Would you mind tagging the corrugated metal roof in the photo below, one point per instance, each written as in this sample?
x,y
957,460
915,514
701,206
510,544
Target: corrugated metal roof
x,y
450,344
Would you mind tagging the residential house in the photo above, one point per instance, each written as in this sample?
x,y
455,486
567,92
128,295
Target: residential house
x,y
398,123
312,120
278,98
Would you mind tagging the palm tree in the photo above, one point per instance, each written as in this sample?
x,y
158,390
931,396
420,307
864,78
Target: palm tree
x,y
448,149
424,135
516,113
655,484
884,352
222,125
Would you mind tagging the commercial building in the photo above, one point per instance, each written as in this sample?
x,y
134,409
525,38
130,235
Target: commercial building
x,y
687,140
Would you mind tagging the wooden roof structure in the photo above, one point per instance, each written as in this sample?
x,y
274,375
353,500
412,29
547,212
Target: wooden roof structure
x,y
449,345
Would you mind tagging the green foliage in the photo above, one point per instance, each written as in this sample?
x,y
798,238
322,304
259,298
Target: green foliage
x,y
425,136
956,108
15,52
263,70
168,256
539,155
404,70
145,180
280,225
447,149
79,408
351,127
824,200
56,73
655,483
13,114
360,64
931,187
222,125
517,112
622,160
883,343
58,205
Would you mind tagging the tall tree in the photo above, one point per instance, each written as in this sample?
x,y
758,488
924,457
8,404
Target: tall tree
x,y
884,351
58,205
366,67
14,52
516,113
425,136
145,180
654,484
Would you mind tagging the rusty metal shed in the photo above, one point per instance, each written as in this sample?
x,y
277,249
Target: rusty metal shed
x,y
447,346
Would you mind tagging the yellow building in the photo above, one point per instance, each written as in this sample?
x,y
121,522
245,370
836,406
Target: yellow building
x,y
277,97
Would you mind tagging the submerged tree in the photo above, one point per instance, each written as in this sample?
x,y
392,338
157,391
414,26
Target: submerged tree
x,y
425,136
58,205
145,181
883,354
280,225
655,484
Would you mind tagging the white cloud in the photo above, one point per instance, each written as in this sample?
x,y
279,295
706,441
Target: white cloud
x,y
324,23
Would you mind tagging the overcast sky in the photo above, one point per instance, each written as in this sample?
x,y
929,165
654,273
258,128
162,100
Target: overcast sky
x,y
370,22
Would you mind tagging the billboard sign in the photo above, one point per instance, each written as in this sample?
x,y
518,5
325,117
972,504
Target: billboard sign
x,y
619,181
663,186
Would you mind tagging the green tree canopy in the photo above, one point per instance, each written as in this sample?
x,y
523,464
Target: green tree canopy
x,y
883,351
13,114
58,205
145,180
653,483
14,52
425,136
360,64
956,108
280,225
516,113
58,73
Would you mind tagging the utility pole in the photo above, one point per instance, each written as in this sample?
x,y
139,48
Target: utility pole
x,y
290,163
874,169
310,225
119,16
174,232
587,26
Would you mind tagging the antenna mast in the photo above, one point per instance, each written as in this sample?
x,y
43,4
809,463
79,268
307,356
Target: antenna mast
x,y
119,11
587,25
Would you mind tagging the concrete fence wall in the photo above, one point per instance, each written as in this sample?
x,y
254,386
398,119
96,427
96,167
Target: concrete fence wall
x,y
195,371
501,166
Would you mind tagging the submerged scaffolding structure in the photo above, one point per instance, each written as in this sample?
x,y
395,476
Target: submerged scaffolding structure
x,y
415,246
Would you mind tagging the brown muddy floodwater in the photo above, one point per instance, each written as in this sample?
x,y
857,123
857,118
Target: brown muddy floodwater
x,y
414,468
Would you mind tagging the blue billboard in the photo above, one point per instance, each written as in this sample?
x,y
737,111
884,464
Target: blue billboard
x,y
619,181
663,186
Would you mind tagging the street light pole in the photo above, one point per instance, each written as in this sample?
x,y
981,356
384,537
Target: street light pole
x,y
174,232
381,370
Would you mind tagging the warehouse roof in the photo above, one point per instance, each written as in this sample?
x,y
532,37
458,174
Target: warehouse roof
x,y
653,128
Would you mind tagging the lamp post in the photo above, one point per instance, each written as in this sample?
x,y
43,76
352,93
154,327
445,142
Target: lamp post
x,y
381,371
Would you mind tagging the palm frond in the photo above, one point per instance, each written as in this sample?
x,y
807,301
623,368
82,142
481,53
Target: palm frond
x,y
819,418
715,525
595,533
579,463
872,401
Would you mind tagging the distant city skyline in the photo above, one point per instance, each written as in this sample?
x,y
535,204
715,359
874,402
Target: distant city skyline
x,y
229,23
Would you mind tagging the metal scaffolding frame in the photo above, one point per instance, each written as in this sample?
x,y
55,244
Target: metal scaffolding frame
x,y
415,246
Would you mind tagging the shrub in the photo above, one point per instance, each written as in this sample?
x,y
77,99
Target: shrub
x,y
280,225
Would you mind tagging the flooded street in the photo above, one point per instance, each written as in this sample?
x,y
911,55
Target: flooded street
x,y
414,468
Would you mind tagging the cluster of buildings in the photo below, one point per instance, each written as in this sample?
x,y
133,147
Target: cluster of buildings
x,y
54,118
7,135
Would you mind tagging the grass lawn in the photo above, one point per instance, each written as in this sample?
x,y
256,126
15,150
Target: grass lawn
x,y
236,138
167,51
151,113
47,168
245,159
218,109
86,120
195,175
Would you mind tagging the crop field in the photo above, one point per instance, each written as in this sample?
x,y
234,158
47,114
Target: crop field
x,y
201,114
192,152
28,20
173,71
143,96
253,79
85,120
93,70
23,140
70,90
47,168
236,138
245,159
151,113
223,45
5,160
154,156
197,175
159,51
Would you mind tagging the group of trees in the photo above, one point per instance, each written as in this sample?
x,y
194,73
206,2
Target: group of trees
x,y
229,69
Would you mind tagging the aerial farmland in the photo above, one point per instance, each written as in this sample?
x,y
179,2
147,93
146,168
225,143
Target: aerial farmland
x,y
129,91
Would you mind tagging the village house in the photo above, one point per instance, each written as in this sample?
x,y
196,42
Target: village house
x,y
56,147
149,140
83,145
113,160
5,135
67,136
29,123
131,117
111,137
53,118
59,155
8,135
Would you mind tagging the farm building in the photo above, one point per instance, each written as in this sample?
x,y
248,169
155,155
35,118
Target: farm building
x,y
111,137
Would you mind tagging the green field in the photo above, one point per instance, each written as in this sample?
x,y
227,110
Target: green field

Task goal — In the entries above, some lines hold the string "below". Copy each of them.

Response area —
Would you mind tagging the corrugated metal roof in the photo below, one point per instance, each written as in this sample?
Would you mind tagging the cluster of buildings in the photo below, one point per instance, each written as in this sample?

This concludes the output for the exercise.